--- Material for this task ---
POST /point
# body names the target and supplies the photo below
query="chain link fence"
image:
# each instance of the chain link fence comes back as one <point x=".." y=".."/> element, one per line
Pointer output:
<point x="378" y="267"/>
...
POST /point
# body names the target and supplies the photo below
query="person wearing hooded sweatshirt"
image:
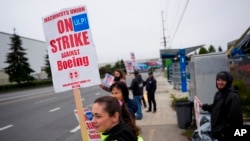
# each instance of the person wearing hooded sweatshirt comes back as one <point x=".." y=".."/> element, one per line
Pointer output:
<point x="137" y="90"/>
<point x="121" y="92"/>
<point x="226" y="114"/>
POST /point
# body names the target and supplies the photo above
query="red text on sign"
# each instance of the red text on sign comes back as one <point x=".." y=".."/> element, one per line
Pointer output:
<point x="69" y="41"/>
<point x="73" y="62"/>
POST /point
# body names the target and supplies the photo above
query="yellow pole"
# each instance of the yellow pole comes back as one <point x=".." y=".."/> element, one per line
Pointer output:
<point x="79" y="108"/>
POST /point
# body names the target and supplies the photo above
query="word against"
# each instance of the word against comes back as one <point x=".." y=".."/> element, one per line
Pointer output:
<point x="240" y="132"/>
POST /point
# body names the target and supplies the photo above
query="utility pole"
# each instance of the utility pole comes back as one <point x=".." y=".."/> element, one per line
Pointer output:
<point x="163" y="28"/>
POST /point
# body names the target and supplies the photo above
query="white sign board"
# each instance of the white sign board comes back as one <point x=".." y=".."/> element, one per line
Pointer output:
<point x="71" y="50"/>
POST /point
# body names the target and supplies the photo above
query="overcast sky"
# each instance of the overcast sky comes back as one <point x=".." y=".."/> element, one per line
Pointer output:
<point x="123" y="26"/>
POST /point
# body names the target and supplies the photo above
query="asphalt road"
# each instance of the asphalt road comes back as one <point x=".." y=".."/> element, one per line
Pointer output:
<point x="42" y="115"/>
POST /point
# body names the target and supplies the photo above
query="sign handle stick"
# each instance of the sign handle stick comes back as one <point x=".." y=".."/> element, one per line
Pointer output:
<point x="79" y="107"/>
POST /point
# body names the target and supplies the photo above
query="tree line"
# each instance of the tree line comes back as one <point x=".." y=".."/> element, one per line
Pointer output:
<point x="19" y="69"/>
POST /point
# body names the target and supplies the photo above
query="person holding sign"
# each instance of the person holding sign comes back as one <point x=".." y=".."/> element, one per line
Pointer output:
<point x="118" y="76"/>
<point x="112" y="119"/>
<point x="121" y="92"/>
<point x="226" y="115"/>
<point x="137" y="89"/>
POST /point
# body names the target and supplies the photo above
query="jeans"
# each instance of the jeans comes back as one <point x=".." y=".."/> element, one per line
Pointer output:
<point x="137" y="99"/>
...
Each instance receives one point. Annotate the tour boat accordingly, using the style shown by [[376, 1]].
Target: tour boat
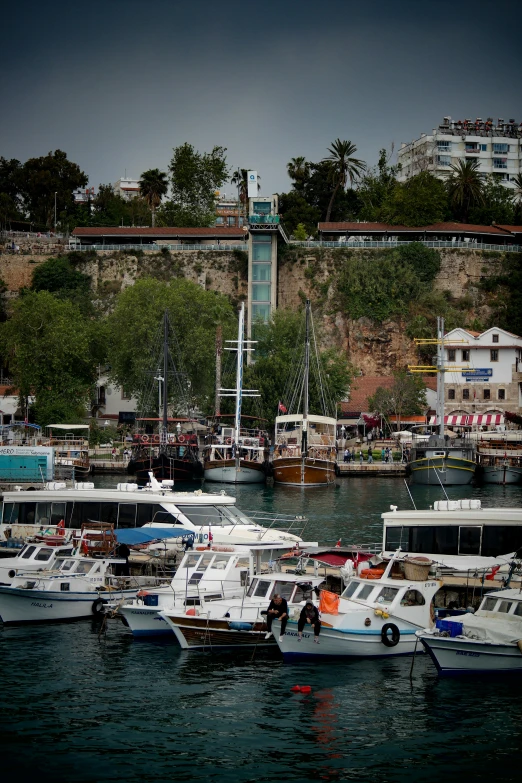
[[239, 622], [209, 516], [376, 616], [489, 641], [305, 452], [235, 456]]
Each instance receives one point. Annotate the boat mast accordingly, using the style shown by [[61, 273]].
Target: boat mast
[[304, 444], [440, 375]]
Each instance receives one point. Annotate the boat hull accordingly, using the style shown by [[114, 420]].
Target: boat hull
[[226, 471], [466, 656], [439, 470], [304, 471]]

--- Task details ---
Arrange everything from the line containing "Each instance receives one point. Annotate the tour" down to the line containing "[[304, 444], [440, 375]]" as a JSON list of strings, one string per line, with blank lines dropped. Leave the pictures out.

--- Solution below ---
[
  "Each instance receives one point. Annotate the tour boat accordingly, using the style shown by [[376, 1]].",
  "Target: tour boat",
  "[[239, 622], [209, 516], [376, 616], [489, 641], [305, 452], [235, 456]]",
  "Each instance receives one point. Annotate the boat mast accordingly, using the style shown by [[61, 273]].",
  "Target: boat mast",
  "[[304, 444], [440, 375]]"
]